RAW DATA —
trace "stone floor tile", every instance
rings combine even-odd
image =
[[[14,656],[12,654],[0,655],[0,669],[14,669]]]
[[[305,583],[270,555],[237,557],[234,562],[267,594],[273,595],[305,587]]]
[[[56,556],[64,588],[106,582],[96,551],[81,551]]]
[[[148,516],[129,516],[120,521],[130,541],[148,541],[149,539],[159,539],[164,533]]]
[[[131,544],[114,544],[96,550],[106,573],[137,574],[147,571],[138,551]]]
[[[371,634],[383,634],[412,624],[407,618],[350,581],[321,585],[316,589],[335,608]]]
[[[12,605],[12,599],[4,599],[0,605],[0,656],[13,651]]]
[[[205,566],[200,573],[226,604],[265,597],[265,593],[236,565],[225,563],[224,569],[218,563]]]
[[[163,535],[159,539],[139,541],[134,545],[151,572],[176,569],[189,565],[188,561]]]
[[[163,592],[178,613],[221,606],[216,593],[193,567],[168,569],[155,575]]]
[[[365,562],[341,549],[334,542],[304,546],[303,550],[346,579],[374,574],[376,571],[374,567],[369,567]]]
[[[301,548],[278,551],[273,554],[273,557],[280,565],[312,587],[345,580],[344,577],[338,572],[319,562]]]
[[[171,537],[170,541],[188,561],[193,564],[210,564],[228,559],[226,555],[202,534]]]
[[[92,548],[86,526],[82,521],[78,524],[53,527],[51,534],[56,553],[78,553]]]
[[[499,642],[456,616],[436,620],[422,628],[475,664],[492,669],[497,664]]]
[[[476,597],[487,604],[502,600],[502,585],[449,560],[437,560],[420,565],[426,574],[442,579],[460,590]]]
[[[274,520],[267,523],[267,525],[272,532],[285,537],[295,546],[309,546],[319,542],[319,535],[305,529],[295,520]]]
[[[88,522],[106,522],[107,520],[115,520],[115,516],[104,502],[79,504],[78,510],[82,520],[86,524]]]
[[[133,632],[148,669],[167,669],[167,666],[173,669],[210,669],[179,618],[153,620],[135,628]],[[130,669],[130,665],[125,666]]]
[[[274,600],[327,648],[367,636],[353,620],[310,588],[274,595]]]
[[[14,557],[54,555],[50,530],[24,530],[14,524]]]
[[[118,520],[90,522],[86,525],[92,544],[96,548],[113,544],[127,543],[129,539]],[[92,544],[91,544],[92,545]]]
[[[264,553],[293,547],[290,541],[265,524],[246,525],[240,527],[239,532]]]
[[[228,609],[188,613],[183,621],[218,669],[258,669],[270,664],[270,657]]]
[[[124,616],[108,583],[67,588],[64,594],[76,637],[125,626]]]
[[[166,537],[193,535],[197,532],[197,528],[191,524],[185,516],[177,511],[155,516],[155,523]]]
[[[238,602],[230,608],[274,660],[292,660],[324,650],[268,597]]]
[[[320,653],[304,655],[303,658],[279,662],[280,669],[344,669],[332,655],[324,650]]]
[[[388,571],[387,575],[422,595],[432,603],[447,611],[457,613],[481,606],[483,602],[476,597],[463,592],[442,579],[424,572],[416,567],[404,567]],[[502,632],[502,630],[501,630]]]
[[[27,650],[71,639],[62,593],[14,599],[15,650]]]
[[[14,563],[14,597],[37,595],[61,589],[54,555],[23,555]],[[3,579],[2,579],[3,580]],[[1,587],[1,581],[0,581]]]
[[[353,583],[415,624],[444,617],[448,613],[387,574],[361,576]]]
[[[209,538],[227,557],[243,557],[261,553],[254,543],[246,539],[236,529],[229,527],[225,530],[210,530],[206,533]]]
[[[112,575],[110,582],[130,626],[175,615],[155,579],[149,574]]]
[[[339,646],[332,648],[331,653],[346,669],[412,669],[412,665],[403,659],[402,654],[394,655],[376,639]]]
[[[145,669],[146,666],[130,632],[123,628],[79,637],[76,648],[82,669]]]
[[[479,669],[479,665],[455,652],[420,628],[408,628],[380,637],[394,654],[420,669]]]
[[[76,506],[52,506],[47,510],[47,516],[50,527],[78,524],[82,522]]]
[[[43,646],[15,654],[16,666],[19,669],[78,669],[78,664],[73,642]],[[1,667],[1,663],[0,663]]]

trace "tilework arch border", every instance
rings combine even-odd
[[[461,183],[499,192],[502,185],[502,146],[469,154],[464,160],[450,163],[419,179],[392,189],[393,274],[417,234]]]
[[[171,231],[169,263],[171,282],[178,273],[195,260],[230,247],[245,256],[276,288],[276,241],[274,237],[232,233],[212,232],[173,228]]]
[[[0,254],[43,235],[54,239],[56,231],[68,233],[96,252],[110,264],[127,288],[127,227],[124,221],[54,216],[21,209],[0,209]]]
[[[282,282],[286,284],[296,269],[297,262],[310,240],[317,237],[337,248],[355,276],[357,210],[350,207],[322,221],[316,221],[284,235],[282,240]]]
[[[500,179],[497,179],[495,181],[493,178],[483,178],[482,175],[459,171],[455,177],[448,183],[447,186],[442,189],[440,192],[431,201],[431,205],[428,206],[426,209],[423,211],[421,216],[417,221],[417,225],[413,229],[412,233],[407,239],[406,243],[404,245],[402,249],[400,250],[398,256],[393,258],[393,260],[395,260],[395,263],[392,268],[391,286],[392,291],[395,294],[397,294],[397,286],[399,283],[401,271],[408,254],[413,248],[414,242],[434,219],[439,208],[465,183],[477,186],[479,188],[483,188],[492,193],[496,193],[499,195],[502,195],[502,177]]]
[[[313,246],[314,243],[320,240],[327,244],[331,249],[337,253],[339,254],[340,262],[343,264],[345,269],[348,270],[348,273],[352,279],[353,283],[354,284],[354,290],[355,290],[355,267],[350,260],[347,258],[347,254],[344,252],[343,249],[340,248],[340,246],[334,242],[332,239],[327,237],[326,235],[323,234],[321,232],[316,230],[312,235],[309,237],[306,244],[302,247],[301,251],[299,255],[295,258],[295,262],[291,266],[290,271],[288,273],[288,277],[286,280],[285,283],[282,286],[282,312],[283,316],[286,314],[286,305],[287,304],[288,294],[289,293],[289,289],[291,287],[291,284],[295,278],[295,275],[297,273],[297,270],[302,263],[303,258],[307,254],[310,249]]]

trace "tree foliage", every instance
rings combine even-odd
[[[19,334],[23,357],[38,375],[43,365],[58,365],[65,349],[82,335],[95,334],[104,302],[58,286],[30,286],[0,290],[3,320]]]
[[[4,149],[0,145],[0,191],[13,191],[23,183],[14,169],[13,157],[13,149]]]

AIM OF THE TASK — Write out the records word for word, from their first line up to and including the line with "[[[56,556],[64,588],[106,582],[96,551],[81,551]]]".

THE ANSWER —
trace "stone floor tile", every instance
rings combine even-odd
image =
[[[14,656],[12,654],[0,655],[0,669],[14,669]]]
[[[305,583],[270,555],[237,557],[234,562],[267,594],[273,595],[305,587]]]
[[[56,556],[64,588],[106,582],[96,551],[81,551]]]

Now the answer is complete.